* _Passage shown_:
--------
All significant intercompany balances and transactions have been eliminated in
the condensed consolidated financial statements of Plaza Holding.
The accompanying condensed financial statements have been prepared by Plaza
Funding, Plaza Holding and Plaza Associates without audit. In the opinion of
Plaza Funding, Plaza Holding and Plaza Associates, all adjustments, consisting
of only normal recurring adjustments, necessary to present fairly the financial
position, the results of operations and cash flows for the periods presented,
have been made. Certain prior year amounts have been reclassified to conform
with the current period presentation.
The accompanying condensed financial statements have been prepared by Plaza
Funding, Plaza Holding and Plaza Associates pursuant to the rules and
regulations of the Securities and Exchange Commission. Accordingly, certain
information and note disclosures normally included in financial statements
prepared in conformity with generally accepted accounting principles have been
condensed or omitted. These condensed financial statements should be read in
conjunction with the financial statements and notes thereto included in Plaza
Funding's, Plaza Holding's and Plaza Associates' Annual Report on Form 10-K for
the year ended December 31, 1994 filed with the Securities and Exchange
Commission.
The casino industry in Atlantic City is seasonal in nature; therefore, results
of operations for the nine months ended September 30, 1995 are not necessarily
indicative of the operating results for a full year.
8
<PAGE>
TRUMP PLAZA FUNDING, INC., TRUMP PLAZA HOLDING ASSOCIATES AND
TRUMP PLAZA ASSOCIATES
NOTES TO CONDENSED FINANCIAL STATEMENTS
(UNAUDITED)
2. PUBLIC OFFERINGS:
On June 12, 1995, Trump Hotels & Casino Resorts, Inc., ("the Company") completed
a public offering of 10,000,000 shares of common stock at $14.00 per share (the
"Stock Offering") for gross proceeds of $140,000,000. Concurrently with the
Stock Offering, Trump Hotels & Casino Resorts Holdings, L.P. ("Trump Holdings")
together with its subsidiary, Trump Hotels & Casino Resorts Funding, Inc.
--------
* _Stated exercise 1_:
Pick out every row that contains the word "roof", treating uppercase and lowercase as different.
The filing excerpt and the rows that follow it have no connection to each other.

* _Material provided_:
--------
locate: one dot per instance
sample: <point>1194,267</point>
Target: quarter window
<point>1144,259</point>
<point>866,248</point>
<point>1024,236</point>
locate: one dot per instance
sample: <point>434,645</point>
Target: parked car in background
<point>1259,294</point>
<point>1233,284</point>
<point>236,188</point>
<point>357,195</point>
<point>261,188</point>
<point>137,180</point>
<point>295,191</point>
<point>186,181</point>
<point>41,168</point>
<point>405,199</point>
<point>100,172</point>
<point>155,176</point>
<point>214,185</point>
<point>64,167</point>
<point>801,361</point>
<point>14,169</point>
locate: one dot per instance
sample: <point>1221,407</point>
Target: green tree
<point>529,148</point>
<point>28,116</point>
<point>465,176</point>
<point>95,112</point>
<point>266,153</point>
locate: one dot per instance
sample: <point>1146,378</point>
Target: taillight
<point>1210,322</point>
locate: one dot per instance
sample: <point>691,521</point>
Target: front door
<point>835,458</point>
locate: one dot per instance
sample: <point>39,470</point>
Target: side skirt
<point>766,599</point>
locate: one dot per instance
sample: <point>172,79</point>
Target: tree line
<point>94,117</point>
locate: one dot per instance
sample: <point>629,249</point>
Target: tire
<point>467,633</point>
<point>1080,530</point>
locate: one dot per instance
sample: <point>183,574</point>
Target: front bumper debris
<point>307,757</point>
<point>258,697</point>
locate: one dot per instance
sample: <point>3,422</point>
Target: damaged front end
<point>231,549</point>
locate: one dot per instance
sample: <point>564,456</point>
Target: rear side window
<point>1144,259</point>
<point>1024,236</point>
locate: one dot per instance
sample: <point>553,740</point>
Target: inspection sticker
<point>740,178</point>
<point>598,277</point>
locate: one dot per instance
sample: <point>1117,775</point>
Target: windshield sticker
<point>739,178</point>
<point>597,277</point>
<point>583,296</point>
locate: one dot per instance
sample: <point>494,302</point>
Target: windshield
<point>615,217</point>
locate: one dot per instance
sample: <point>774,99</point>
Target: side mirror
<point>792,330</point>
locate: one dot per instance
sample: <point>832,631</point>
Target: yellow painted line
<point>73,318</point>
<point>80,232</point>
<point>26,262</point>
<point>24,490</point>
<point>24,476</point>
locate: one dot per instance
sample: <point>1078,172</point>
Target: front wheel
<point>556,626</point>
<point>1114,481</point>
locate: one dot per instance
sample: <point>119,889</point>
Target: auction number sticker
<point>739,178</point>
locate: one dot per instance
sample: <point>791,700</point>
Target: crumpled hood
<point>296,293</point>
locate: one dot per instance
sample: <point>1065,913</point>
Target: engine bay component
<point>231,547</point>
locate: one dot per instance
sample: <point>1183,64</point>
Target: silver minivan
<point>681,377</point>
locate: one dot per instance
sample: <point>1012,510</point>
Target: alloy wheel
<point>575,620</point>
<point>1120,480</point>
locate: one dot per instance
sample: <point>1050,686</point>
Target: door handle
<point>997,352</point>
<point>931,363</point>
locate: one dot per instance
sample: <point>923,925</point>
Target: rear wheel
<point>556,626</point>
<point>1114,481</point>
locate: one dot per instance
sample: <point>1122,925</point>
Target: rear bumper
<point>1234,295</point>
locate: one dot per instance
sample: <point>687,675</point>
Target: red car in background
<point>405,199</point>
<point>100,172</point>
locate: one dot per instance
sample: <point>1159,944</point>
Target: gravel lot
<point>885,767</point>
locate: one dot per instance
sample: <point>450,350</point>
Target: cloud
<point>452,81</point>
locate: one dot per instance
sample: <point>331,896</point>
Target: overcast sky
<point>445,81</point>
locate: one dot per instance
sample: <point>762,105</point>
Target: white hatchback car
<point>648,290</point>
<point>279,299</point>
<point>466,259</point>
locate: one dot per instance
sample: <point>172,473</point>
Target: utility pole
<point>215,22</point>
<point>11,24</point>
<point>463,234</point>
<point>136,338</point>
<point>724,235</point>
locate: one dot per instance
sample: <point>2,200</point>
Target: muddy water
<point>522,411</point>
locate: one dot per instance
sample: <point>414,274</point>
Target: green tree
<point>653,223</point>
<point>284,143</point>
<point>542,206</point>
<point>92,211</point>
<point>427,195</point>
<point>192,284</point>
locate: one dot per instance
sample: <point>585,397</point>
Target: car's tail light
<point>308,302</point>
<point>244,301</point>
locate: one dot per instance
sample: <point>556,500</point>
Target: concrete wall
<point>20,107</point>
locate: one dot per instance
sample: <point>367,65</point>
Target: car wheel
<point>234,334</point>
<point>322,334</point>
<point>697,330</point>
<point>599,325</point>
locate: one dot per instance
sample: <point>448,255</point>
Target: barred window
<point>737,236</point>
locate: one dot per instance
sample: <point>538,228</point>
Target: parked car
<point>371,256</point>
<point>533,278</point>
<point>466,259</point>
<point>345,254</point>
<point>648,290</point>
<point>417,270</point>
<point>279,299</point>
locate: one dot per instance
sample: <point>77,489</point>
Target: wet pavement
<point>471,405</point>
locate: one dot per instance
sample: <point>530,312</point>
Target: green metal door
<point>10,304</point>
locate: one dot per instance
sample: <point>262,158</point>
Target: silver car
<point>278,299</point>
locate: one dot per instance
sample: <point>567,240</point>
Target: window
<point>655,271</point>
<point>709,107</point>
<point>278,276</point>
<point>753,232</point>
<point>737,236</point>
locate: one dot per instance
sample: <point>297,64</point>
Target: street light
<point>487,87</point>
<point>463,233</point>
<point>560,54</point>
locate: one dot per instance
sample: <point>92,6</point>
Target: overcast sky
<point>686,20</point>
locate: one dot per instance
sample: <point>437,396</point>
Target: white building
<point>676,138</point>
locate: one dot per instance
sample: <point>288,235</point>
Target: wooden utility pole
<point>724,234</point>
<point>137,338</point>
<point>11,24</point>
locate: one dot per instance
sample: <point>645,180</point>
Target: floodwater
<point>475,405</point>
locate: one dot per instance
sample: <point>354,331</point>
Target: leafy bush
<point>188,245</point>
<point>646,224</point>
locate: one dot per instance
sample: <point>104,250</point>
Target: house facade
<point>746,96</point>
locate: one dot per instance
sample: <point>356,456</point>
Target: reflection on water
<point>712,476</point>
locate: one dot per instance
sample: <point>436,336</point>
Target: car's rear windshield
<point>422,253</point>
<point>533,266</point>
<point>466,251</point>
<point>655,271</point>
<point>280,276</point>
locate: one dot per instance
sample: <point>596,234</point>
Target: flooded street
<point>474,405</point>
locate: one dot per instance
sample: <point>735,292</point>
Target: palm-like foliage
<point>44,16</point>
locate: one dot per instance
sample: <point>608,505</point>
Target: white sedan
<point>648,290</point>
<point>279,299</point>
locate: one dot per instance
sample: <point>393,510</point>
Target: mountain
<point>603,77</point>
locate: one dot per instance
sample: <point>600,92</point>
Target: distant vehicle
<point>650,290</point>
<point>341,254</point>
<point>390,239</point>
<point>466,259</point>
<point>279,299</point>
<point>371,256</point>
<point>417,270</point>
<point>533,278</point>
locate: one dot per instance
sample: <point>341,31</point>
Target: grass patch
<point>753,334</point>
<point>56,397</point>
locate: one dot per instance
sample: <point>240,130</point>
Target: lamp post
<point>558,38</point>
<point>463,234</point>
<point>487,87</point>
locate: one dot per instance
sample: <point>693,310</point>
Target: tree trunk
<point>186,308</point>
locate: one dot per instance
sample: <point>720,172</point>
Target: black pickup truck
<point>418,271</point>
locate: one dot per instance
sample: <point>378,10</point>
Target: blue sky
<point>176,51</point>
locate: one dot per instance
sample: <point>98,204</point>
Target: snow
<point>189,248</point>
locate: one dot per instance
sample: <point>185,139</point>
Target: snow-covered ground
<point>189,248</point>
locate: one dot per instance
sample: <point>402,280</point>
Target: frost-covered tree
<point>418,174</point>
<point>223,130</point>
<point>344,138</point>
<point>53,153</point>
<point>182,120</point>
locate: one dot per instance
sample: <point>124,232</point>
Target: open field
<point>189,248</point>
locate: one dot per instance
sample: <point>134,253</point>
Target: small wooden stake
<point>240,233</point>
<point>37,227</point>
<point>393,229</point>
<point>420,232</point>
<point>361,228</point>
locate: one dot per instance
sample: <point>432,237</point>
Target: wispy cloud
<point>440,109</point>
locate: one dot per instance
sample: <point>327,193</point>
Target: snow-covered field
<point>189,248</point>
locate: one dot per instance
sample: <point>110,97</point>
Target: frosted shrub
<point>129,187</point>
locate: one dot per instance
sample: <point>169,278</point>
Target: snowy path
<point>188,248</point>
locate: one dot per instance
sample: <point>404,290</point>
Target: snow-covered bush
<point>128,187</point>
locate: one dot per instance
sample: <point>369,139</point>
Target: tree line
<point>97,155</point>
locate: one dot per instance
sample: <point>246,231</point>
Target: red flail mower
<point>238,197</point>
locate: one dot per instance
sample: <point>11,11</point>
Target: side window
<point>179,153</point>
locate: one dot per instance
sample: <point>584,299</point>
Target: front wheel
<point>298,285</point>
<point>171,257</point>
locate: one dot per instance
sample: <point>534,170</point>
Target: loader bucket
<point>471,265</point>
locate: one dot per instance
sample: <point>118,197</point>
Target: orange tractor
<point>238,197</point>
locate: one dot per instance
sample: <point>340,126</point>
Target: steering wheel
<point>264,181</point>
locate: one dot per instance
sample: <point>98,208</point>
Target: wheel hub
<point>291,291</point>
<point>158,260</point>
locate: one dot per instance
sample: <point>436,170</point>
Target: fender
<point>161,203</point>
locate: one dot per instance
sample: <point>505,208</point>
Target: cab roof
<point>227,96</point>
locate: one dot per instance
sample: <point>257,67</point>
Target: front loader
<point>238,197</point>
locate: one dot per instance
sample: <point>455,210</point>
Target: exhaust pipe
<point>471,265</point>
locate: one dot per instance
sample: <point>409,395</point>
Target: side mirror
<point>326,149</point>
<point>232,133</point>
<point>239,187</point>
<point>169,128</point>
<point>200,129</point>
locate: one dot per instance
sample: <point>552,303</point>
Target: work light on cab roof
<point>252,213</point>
--------
* _Stated exercise 2_:
Repeat the stretch of the filing excerpt from "All significant intercompany" through "current period presentation." word for word.

* _Complete answer 1_:
Target: cab roof
Target: work light on cab roof

* _Complete answer 2_:
All significant intercompany balances and transactions have been eliminated in
the condensed consolidated financial statements of Plaza Holding.
The accompanying condensed financial statements have been prepared by Plaza
Funding, Plaza Holding and Plaza Associates without audit. In the opinion of
Plaza Funding, Plaza Holding and Plaza Associates, all adjustments, consisting
of only normal recurring adjustments, necessary to present fairly the financial
position, the results of operations and cash flows for the periods presented,
have been made. Certain prior year amounts have been reclassified to conform
with the current period presentation.